Saved entries:
□ □ □ □ □
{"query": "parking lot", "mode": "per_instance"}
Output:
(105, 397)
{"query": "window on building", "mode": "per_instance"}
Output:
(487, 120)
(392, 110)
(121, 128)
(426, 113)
□ □ □ □ □
About this exercise: Every line containing the string "query" in the entries should be counted; give the resulting number and nothing else.

Your response: 2